## Task directions
Return the records below from the line containing "Can you see the large" onward, exactly, through and including the last line.

Labeled-object pointing entries
###

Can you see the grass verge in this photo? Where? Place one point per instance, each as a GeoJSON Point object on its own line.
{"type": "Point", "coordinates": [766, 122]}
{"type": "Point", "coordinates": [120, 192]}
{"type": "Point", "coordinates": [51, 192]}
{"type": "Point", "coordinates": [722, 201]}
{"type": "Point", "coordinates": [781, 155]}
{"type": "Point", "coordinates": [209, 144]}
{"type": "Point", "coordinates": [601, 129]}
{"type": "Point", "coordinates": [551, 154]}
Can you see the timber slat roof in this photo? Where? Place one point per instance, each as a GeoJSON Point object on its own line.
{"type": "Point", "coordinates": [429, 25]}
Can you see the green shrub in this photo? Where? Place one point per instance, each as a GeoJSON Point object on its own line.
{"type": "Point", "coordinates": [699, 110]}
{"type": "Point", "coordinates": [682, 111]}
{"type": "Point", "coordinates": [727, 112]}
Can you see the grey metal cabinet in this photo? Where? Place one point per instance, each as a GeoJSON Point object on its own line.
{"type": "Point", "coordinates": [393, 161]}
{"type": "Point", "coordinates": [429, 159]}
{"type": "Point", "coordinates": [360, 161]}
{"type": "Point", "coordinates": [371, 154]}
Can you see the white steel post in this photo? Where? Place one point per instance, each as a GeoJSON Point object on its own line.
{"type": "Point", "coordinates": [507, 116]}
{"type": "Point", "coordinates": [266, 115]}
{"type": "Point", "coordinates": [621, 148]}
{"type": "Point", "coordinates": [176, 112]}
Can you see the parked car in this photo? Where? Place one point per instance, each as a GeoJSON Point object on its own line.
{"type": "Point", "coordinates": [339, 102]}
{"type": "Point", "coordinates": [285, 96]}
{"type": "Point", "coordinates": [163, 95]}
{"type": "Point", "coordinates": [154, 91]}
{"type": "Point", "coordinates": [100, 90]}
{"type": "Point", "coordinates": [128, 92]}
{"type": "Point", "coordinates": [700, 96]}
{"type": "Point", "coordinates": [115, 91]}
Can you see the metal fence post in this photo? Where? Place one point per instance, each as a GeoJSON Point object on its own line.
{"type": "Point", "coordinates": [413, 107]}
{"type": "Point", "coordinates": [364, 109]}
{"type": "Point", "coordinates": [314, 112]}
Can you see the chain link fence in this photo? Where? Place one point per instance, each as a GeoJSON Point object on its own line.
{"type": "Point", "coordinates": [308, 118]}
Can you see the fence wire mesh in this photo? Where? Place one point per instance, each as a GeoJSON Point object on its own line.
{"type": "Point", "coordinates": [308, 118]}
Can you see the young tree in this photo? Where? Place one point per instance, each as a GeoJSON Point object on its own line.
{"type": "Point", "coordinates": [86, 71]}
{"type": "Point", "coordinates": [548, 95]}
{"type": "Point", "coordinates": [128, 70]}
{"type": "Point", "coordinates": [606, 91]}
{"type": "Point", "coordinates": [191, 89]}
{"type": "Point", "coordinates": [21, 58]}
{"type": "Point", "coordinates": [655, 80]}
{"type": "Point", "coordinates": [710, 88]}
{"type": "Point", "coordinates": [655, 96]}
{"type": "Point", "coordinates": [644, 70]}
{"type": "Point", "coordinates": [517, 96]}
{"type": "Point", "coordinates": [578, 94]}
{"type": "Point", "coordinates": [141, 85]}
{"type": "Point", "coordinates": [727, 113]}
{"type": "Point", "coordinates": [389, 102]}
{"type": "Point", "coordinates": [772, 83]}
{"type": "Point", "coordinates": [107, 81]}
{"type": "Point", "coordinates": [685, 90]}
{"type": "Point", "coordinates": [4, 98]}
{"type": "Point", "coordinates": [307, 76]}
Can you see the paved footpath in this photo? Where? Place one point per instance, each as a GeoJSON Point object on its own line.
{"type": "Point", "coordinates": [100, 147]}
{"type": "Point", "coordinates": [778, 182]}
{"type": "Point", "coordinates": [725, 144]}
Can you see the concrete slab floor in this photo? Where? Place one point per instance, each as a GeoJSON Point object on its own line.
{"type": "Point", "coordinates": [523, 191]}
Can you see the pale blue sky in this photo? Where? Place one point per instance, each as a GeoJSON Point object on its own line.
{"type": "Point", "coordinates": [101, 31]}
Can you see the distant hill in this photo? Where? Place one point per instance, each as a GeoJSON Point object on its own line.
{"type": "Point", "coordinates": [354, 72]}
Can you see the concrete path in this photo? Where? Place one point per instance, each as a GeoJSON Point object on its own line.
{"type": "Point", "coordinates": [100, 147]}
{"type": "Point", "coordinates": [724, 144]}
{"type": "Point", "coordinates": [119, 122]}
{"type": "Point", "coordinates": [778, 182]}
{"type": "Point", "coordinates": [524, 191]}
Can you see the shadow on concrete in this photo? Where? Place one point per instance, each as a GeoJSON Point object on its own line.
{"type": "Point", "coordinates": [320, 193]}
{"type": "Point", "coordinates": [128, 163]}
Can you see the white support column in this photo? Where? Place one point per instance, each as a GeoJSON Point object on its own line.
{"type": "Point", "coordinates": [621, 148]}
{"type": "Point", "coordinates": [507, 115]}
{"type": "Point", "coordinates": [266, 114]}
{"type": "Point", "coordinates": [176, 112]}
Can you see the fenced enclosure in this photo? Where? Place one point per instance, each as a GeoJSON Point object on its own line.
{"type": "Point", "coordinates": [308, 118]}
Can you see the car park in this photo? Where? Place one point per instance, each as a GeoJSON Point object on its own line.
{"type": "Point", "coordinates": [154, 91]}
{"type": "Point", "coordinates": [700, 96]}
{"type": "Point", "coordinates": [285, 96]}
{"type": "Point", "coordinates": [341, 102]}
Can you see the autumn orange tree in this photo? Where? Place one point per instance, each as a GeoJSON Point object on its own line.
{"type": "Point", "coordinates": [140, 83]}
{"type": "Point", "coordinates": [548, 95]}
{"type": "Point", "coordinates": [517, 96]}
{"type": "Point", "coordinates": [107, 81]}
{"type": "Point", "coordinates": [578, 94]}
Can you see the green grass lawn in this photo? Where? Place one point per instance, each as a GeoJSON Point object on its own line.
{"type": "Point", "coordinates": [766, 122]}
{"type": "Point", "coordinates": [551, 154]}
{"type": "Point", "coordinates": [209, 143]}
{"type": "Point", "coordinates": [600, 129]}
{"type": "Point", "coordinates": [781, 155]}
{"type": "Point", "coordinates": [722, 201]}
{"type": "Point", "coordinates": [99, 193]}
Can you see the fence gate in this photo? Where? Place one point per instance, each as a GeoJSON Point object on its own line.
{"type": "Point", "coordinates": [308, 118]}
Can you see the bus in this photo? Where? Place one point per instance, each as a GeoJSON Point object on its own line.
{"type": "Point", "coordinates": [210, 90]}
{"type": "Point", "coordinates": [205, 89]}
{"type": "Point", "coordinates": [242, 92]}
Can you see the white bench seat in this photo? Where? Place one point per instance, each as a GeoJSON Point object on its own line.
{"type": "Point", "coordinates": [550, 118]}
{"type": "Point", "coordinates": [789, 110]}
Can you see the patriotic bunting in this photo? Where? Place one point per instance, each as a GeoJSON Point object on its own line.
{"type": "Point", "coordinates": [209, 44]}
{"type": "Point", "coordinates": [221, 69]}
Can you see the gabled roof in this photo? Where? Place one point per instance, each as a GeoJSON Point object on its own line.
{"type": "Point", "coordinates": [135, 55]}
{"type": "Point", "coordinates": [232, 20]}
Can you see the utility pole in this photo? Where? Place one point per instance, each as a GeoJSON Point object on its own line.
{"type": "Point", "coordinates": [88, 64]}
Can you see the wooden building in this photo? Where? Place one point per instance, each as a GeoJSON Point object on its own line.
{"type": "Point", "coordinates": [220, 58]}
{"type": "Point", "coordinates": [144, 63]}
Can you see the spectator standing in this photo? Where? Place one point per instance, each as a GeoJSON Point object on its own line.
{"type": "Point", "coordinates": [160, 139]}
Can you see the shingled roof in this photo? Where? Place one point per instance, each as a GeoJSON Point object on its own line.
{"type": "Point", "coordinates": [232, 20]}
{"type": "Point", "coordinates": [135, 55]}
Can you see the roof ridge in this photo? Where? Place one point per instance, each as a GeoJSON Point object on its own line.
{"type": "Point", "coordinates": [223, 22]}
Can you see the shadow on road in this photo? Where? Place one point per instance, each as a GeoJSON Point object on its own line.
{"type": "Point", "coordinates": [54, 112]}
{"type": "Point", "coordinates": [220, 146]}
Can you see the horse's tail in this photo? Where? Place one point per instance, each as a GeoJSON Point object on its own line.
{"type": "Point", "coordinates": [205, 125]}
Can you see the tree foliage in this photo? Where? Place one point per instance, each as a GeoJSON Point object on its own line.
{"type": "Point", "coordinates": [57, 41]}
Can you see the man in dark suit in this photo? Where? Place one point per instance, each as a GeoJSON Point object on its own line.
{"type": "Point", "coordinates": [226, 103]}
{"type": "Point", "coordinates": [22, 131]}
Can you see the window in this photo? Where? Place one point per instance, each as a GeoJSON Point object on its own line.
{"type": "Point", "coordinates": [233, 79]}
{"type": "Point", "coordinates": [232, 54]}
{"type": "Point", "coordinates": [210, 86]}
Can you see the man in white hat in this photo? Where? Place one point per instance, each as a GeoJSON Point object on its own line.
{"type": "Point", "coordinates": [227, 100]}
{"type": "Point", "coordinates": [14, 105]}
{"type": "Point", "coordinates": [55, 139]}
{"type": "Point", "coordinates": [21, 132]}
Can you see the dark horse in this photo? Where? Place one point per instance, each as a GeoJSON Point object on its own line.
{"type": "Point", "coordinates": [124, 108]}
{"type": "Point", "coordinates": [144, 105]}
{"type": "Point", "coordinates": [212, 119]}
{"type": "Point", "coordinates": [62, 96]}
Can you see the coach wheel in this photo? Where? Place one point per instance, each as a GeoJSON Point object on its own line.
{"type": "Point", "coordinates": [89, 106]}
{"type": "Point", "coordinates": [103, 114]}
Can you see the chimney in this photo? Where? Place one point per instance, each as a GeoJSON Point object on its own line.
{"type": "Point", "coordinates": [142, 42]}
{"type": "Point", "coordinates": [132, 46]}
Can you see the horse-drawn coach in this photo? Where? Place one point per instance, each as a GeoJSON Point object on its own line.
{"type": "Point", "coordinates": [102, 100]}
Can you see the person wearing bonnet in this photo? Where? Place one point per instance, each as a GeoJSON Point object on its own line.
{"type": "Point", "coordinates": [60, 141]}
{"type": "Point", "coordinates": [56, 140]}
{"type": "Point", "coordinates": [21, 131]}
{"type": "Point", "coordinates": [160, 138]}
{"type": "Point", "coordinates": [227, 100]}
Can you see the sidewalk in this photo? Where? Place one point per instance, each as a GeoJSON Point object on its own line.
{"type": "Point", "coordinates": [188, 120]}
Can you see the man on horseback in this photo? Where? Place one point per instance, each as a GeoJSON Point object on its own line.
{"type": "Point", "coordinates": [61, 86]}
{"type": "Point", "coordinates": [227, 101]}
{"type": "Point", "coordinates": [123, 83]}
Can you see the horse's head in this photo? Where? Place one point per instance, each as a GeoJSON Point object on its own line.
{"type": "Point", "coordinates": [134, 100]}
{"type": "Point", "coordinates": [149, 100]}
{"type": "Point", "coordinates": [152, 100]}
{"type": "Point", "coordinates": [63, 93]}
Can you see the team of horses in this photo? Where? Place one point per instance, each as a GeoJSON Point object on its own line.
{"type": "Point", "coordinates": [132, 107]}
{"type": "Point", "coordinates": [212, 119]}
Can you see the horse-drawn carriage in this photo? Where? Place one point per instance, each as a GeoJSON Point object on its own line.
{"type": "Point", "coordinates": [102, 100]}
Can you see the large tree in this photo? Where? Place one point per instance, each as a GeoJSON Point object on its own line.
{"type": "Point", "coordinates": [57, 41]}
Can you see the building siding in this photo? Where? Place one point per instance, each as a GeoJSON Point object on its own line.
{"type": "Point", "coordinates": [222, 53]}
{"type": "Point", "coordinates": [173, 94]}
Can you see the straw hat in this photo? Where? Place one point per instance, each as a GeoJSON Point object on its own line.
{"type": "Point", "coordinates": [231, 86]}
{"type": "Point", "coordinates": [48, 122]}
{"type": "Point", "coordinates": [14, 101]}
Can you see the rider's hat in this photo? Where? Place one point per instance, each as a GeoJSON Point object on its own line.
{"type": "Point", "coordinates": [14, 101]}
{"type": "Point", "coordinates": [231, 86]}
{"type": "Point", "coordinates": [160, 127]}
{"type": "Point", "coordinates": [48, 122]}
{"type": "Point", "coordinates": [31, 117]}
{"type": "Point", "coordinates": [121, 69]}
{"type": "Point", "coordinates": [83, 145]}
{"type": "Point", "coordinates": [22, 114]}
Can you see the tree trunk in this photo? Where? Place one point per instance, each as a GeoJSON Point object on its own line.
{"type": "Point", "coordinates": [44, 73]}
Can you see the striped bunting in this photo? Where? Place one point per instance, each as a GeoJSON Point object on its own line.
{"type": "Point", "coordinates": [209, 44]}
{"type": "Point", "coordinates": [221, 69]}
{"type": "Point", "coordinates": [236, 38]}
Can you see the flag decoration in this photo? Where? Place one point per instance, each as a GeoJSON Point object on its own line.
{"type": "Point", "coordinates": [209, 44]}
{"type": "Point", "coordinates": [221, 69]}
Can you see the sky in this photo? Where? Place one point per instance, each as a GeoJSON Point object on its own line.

###

## Correct result
Can you see the large tree in this photo? Where? Place one point per instance, each as a GeoJSON Point object on its own line.
{"type": "Point", "coordinates": [57, 41]}
Can you see the building siding in this photo? Where? Place one point per instance, each as a GeoJSON Point object on its own line.
{"type": "Point", "coordinates": [222, 53]}
{"type": "Point", "coordinates": [173, 94]}
Can you see the straw hat in this photo? Where? Place one point per instance, each as a GeoJSON Point object on its own line.
{"type": "Point", "coordinates": [231, 86]}
{"type": "Point", "coordinates": [48, 122]}
{"type": "Point", "coordinates": [14, 101]}
Can you see the rider's hat in this photo? Where? Place one point per instance, each as a GeoJSON Point object on its own line.
{"type": "Point", "coordinates": [14, 101]}
{"type": "Point", "coordinates": [231, 86]}
{"type": "Point", "coordinates": [160, 127]}
{"type": "Point", "coordinates": [48, 122]}
{"type": "Point", "coordinates": [31, 117]}
{"type": "Point", "coordinates": [121, 69]}
{"type": "Point", "coordinates": [83, 145]}
{"type": "Point", "coordinates": [22, 114]}
Can you see the tree trunk in this photo? Where? Place one point per instance, each as a GeoJSON Point object on its own line.
{"type": "Point", "coordinates": [44, 73]}
Can you see the striped bunting in this photo? Where? Place one point per instance, each as a GeoJSON Point object on its own line.
{"type": "Point", "coordinates": [209, 44]}
{"type": "Point", "coordinates": [221, 69]}
{"type": "Point", "coordinates": [236, 38]}
Can you see the flag decoration in this photo? Where? Place one point per instance, each as a GeoJSON Point object on its own line.
{"type": "Point", "coordinates": [209, 44]}
{"type": "Point", "coordinates": [221, 69]}
Can you see the sky in this photo? Where? Place one point per instance, each as a GeoJSON Point object on its own line.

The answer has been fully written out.